• **Metin parçası**:
****

Kemalizm veya Türk milliyetçiliğinin herhangi bir rengi açısından, Kürtlerin “Kürtlüğü” veya “Kürdistaniliği”, ilk etapta Kürtlerin “Müslümanlığından” daha tehlikelidir. Onun için devletin değişik dönemlerde Kürdistan’da dini akımları desteklemesi yâda bunlara “dokunmaması” devlet açısından “mantıklıdır”. Kürtlük bilincini ortadan kaldırmak için bunları destekler ama zamanı geldiğinde de ortadan kaldırır, ezer, yâda beklemeye alır veya kendisine eklemler. Kendi yörüngesinde olmayan herhangi bir hareketi veya ideolojiyi sindirir, kontrol altına alıp yönlendirir. Birde Kürtlerin dini pratiklerine ve var olan dini strüktürlere, mesela medreselere, yeni kurulan milli ve üniter sistemde yer yoktu ve bunlar “eski”yi hatırlatan modern olmayanı temsil edendi.

****

• **Verilen malzeme**:
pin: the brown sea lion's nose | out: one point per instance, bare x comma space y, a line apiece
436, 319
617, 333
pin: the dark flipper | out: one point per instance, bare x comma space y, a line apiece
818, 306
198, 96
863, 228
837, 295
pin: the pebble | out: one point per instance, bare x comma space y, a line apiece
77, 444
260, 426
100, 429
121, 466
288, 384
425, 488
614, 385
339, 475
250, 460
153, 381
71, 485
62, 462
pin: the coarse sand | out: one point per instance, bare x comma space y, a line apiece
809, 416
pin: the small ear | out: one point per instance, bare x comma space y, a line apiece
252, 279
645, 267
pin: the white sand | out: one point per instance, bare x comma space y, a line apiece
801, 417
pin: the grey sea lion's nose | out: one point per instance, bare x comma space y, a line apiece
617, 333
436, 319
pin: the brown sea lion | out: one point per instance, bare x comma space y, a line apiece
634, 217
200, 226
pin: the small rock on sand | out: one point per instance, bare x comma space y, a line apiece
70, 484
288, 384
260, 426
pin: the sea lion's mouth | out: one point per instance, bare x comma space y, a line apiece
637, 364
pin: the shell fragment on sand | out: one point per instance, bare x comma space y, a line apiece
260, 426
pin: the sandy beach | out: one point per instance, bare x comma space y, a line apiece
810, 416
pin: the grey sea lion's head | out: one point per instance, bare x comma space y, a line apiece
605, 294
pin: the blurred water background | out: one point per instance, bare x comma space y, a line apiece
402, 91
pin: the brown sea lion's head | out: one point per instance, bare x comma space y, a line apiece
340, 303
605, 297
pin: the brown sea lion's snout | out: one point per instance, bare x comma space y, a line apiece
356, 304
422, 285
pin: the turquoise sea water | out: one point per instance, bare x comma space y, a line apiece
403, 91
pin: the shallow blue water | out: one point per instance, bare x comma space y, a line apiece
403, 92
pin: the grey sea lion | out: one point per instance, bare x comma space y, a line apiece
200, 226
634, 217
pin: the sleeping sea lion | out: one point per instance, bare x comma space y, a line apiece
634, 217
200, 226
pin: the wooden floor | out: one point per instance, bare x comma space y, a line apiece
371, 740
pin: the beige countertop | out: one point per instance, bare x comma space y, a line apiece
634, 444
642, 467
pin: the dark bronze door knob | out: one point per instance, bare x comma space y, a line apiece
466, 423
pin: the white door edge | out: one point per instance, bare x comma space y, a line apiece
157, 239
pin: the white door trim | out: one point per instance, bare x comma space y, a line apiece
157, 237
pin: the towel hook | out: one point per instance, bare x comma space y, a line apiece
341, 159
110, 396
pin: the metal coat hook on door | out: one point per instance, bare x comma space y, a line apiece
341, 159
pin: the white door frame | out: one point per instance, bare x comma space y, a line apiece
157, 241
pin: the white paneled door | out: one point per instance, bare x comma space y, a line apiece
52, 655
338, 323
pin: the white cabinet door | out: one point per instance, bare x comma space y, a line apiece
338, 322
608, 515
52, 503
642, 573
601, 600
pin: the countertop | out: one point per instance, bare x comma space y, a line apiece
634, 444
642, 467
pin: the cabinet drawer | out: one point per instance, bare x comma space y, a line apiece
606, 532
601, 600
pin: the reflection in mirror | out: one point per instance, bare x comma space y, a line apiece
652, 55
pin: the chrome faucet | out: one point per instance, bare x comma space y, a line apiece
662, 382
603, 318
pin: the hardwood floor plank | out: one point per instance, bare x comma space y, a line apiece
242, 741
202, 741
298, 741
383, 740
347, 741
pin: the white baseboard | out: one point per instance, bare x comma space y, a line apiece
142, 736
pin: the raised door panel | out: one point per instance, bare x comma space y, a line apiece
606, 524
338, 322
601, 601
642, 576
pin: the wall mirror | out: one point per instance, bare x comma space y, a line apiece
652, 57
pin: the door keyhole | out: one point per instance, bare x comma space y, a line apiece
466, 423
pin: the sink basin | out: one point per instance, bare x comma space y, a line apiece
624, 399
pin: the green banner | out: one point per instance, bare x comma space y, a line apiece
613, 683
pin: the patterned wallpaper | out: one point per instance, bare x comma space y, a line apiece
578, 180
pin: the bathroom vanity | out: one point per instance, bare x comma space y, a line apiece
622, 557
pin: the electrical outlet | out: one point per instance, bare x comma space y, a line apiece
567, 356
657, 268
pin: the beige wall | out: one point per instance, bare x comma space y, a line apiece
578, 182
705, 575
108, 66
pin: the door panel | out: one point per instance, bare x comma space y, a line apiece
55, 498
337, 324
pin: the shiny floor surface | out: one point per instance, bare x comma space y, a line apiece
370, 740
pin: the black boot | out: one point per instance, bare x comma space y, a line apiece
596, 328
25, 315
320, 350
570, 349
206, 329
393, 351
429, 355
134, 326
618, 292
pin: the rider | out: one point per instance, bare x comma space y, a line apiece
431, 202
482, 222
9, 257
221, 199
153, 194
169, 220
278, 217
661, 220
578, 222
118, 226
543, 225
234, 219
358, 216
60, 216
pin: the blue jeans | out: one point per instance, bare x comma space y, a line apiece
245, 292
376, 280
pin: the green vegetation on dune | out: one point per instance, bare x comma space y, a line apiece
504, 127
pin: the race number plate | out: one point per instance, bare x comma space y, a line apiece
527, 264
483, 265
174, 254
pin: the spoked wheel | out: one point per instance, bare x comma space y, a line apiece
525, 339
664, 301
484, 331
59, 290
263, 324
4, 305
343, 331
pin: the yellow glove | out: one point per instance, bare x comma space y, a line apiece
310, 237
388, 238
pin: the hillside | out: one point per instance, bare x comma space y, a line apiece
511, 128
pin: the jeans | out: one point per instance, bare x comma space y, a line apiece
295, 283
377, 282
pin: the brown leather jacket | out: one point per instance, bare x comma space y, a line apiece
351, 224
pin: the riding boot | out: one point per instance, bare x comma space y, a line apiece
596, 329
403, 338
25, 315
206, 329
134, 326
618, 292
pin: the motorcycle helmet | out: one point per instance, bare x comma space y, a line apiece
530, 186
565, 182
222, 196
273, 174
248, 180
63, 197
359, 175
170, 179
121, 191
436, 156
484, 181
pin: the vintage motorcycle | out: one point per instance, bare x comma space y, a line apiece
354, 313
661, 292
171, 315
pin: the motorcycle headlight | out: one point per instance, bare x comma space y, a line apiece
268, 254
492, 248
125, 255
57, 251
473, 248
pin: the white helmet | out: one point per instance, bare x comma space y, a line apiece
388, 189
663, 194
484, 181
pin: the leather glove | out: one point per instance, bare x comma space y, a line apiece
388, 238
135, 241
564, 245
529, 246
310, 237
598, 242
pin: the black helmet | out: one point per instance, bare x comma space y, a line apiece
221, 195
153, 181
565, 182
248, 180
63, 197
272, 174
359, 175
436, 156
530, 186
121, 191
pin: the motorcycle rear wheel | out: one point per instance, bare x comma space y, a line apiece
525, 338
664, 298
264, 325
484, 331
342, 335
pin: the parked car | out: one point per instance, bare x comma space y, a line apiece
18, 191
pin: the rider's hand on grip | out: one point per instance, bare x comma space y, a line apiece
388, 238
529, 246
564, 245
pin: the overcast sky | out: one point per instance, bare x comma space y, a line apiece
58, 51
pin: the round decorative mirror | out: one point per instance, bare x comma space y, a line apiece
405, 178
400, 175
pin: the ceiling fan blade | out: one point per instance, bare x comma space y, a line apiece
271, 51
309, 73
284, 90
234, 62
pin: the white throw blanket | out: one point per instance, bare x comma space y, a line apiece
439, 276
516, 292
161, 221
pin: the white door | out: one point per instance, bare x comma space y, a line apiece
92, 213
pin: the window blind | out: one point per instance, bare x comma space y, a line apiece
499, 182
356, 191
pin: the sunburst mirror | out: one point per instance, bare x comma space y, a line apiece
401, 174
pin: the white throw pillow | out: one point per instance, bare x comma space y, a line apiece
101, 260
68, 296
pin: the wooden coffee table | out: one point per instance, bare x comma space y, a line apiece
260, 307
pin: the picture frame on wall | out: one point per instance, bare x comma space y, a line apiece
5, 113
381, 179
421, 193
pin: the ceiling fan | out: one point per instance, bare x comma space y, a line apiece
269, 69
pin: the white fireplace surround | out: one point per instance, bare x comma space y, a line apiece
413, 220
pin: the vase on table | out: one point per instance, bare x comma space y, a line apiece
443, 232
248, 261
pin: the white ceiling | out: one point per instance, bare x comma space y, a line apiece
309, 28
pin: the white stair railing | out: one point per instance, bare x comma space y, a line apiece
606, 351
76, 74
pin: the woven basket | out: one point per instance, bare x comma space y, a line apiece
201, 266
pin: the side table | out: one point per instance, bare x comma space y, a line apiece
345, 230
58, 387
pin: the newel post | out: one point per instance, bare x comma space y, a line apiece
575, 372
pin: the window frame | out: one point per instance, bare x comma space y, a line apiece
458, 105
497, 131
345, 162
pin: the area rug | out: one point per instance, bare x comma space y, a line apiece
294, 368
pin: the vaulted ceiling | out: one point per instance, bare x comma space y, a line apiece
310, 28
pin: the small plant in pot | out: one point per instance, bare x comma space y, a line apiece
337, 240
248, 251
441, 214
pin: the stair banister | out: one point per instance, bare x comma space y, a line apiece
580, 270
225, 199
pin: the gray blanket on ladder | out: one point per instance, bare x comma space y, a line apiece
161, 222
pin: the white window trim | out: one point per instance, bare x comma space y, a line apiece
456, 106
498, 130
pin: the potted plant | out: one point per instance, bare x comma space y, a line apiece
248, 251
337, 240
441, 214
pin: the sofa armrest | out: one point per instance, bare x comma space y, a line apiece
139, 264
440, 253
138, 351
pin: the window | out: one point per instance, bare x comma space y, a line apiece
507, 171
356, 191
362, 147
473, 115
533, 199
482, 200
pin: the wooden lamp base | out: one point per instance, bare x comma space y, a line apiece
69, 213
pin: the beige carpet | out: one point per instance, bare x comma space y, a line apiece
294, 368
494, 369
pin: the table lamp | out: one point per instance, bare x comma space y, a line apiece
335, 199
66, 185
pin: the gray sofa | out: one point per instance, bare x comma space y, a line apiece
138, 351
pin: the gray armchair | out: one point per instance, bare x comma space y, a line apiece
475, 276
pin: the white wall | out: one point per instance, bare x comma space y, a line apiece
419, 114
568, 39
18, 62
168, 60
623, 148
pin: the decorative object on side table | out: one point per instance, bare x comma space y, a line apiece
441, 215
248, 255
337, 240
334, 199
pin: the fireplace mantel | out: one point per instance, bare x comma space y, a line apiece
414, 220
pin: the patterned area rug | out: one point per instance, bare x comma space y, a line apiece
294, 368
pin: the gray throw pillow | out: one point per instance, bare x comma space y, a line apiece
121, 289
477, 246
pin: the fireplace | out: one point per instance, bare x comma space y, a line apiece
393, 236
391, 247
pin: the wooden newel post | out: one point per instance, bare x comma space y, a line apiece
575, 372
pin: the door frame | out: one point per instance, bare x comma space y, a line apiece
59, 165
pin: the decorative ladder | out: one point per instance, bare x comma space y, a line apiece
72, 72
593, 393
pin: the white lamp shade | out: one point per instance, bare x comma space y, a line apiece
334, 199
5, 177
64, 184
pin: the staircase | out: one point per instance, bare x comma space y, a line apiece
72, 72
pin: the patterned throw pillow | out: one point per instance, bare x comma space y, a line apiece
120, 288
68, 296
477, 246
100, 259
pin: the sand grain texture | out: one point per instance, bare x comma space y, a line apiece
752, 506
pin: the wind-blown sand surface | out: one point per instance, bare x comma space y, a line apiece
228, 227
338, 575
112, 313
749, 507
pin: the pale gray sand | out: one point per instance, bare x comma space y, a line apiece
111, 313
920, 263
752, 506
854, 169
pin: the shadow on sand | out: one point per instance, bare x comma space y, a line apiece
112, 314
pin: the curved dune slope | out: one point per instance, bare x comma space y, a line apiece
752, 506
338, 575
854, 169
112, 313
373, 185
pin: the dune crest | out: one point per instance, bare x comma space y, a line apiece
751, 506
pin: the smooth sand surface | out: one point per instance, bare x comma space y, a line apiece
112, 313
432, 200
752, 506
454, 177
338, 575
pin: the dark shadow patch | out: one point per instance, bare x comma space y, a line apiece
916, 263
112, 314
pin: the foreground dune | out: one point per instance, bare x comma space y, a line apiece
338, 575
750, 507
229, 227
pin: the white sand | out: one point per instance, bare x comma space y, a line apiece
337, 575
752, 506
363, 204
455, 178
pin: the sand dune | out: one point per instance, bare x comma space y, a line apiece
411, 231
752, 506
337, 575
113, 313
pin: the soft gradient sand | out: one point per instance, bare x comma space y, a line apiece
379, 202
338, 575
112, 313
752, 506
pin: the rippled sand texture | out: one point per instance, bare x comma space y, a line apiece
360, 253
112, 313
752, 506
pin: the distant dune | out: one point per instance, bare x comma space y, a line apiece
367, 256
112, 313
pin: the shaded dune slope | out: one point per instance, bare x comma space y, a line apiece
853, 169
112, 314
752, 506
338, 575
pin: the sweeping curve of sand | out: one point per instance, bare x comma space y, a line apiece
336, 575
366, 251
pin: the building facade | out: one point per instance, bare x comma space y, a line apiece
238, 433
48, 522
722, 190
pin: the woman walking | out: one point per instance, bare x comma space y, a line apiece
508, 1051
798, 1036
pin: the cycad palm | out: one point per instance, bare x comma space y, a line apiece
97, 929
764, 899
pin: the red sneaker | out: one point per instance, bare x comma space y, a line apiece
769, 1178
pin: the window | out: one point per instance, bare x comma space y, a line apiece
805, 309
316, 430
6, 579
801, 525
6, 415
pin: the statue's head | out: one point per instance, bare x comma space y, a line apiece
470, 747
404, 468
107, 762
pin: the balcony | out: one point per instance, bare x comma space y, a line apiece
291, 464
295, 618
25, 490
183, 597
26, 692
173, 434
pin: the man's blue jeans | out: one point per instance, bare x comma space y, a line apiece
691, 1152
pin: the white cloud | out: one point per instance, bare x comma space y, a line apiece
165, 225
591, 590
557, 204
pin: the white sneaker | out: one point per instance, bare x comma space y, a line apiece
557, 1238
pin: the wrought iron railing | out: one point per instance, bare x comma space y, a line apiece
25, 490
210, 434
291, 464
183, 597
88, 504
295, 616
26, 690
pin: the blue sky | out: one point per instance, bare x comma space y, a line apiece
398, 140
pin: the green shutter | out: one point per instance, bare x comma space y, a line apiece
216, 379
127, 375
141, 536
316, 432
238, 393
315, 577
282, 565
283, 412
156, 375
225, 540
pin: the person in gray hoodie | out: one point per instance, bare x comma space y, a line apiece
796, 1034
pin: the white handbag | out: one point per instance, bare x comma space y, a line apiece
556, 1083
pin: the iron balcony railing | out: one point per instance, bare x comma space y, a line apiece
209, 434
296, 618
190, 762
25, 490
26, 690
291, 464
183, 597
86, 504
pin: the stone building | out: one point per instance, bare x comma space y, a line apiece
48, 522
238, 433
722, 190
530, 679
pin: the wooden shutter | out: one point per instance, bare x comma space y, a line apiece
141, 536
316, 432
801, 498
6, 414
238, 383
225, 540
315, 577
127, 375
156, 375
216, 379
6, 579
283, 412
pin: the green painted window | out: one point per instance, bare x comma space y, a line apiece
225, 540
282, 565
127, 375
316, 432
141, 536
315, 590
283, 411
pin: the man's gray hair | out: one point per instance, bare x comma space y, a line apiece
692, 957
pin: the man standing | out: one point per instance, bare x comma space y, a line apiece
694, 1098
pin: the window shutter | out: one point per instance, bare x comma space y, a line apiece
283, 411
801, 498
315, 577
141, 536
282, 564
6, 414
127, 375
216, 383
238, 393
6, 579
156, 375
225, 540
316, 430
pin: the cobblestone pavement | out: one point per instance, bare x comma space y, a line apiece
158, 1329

****

• **Yapılacak görevler**:
a - Metin parçasına göre şu soruları cevaplayın:
(i) Kemalizm açısından ilk etapta hangisi daha tehlikeli sayılıyor: Kürtlerin "Kürtlüğü" mü, "Müslümanlığı" mı?
(ii) Devlet, kendi yörüngesinde olmayan bir hareket veya ideolojiye ne yapar?
(iii) Yeni kurulan milli ve üniter sistemde yeri olmayan dini yapılara örnek olarak ne veriliyor?
b - Satırlarda "pin: the man's gray" ifadesini içeren satırdan başlayın ve satırların sonuna kadar gidin. Bu kısmı, boş satırları atlayarak numaralı liste hâline getirin.
Metin parçası ile satırlar arasında hiçbir bağ yoktur.

• **Doğru cevaplar**:
a -
(i) Kürtlerin "Kürtlüğü" (veya "Kürdistaniliği")
(ii) Onu sindirir, kontrol altına alıp yönlendirir.
(iii) Medreseler

b -
1. pin: the man's gray hair | out: one point per instance, bare x comma space y, a line apiece
2. 692, 957
3. pin: the man standing | out: one point per instance, bare x comma space y, a line apiece
4. 694, 1098
5. pin: the window shutter | out: one point per instance, bare x comma space y, a line apiece
6. 283, 411
7. 801, 498
8. 315, 577
9. 141, 536
10. 282, 564
11. 6, 414
12. 127, 375
13. 216, 383
14. 238, 393
15. 6, 579
16. 156, 375
17. 225, 540
18. 316, 430
19. pin: the cobblestone pavement | out: one point per instance, bare x comma space y, a line apiece
20. 158, 1329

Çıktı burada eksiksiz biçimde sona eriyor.